-- Begin Extract to read --
In pulpitcentric preaching, we learned how to exegete words. EPIC preaching exegetes images. To be “stewards of the mystery,” EPIC preachers are first stewards of metaphor. The Bible “thinks” not in propositions and points, but in images, metaphors, narratives, symbols, and so on. Poetry is more the language of biblical faith than prose or philosophy. Thus preachers must take up the poet’s tools… image and imagination, metaphor and story, and metaphor-stories known as parables. Homiletics professor Barbara Brown Taylor said, “The church’s central task is an imaginative one. By that I do not mean a fanciful or fictional task, but one in which the human capacity to imagine-to form mental pictures of the self, the neighbor, the world, the future, to envision new realities-is both engaged and transformed.”

What EPIC preachers look for in a text is less the “main principle” or the “key idea” or the “big point” and more the “master metaphor,” the leading or controlling metaphor that reframes the conversation or concept. This metaphor can be a character, a key moment in the story, even a word that functions as an image. Metaphor is not simply an adornment to critical insight, but a method of perception in itself. Metaphors are not the sermon’s seasoning; they’re the very meat of the sermon itself.
-- End Extract to read --
-- Begin Record set --
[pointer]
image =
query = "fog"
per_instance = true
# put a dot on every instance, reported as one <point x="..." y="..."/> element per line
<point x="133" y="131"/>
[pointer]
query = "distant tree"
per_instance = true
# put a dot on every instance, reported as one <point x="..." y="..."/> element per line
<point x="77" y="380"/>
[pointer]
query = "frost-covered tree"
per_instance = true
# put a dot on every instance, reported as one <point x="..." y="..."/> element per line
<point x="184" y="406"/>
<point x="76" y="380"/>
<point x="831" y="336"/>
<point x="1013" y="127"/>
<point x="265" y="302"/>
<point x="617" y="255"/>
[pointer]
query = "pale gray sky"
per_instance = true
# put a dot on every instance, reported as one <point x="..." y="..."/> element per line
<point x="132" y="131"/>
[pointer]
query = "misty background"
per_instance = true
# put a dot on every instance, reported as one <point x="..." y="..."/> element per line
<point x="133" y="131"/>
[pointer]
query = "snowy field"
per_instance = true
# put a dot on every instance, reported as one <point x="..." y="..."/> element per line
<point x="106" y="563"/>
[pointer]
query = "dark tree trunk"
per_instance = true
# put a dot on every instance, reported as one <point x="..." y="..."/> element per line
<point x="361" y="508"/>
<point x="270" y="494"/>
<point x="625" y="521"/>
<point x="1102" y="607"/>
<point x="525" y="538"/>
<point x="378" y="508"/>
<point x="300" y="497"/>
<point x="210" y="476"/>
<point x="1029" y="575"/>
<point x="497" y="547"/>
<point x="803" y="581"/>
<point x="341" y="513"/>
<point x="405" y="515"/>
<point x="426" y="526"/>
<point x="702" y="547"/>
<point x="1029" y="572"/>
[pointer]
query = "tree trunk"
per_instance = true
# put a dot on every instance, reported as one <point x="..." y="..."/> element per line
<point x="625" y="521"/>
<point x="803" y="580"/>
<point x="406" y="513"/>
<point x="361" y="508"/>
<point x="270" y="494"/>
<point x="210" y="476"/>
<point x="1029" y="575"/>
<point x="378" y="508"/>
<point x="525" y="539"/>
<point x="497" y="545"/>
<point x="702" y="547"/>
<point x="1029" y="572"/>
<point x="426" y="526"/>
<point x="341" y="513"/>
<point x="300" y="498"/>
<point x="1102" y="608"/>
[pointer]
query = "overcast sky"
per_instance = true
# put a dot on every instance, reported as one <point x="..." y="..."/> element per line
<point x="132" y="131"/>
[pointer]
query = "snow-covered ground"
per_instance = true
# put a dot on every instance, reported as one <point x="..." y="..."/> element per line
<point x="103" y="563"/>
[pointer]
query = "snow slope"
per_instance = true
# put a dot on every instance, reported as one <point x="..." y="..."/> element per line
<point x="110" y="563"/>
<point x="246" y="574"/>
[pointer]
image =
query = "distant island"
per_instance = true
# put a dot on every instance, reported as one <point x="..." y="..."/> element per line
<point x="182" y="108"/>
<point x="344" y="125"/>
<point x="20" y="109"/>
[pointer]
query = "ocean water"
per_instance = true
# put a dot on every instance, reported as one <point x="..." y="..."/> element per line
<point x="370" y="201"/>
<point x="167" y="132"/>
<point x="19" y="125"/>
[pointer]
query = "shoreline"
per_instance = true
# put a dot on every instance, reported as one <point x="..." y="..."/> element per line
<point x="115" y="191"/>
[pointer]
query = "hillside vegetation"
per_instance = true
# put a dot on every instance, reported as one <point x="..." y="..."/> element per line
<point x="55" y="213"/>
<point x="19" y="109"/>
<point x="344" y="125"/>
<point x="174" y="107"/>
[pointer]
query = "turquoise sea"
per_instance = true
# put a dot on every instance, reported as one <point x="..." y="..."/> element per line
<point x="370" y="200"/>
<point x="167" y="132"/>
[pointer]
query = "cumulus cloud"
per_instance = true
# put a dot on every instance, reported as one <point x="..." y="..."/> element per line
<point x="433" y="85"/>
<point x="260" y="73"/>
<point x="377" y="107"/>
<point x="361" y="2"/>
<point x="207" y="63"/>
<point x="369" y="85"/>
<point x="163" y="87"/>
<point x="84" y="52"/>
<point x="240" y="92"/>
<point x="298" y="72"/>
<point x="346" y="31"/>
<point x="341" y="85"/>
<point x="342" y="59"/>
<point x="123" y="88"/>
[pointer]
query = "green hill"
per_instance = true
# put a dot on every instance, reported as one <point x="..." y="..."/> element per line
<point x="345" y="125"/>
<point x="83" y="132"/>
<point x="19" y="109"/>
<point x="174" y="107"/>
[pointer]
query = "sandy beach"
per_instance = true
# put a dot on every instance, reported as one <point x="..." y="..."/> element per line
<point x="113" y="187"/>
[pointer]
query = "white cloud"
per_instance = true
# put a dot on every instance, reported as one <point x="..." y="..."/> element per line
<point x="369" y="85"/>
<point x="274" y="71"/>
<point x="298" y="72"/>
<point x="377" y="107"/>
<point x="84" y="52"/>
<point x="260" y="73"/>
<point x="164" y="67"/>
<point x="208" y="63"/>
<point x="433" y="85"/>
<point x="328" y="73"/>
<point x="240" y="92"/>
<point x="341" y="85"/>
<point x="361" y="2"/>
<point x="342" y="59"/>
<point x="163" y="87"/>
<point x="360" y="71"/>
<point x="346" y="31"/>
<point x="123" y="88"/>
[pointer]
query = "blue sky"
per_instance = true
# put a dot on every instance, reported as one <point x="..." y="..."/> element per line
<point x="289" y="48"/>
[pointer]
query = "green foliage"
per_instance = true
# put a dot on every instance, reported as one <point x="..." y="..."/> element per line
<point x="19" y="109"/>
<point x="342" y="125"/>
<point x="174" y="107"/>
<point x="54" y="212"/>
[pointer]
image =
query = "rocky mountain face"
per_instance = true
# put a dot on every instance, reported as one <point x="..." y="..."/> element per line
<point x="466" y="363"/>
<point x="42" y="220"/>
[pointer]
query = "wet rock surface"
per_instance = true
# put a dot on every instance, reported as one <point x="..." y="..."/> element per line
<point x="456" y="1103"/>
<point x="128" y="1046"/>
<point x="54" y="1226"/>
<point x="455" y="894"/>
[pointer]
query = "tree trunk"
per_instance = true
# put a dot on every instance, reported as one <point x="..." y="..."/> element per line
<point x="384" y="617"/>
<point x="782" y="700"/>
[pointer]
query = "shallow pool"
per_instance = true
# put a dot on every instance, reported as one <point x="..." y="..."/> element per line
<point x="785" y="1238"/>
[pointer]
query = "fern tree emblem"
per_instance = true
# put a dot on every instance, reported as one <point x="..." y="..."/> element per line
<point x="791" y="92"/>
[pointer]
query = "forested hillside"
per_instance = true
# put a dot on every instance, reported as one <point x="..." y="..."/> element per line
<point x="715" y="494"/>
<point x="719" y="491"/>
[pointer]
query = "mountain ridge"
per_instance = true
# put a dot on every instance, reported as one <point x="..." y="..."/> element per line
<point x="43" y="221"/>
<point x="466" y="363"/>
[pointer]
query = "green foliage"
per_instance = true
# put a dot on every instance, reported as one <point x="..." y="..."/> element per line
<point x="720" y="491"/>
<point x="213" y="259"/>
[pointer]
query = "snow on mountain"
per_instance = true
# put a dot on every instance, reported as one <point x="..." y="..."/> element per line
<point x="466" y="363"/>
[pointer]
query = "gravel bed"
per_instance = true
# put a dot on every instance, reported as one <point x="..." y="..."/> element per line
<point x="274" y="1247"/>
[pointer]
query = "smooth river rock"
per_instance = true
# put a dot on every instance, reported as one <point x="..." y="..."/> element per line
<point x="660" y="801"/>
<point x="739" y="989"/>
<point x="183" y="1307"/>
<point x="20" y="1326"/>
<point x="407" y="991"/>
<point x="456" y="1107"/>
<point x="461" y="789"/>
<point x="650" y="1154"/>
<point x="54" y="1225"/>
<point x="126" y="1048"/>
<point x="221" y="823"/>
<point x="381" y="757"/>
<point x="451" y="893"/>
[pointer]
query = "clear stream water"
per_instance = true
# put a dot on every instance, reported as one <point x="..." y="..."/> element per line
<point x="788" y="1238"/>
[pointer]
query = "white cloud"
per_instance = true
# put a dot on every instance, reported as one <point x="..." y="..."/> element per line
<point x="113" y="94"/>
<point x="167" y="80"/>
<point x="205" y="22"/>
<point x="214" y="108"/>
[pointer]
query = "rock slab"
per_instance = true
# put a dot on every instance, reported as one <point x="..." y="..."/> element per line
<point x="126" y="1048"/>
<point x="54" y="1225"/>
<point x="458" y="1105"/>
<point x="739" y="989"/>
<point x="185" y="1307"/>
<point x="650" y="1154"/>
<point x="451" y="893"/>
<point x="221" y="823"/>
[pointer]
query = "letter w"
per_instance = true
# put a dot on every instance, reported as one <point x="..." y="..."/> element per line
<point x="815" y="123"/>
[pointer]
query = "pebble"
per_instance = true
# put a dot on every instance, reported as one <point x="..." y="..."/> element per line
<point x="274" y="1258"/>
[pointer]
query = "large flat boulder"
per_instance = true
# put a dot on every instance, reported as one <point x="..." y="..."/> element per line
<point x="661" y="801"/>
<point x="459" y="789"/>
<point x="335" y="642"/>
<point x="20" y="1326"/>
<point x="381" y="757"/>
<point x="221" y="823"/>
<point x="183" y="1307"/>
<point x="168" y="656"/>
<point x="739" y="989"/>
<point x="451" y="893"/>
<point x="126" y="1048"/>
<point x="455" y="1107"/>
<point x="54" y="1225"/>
-- End Record set --
- [Required tasks]:
1. In the passage on EPIC preaching, rewrite the section from "What EPIC preachers" up to and including "the sermon itself.", replacing "seasoning" with "garnish".
2. Do these statements agree with the passage on EPIC preaching? (a) A master metaphor can be a character. (b) Barbara Brown Taylor calls the church's central task a fanciful one. (c) The Bible thinks mainly in propositions and points. Answer yes or no for each, and quote the words of the passage that decide it.

- [Solutions for each task]:
1.
What EPIC preachers look for in a text is less the “main principle” or the “key idea” or the “big point” and more the “master metaphor,” the leading or controlling metaphor that reframes the conversation or concept. This metaphor can be a character, a key moment in the story, even a word that functions as an image. Metaphor is not simply an adornment to critical insight, but a method of perception in itself. Metaphors are not the sermon’s garnish; they’re the very meat of the sermon itself.

2.
(a) Yes: "This metaphor can be a character, a key moment in the story, even a word that functions as an image."
(b) No: "By that I do not mean a fanciful or fictional task"
(c) No: "The Bible “thinks” not in propositions and points, but in images, metaphors, narratives, symbols, and so on."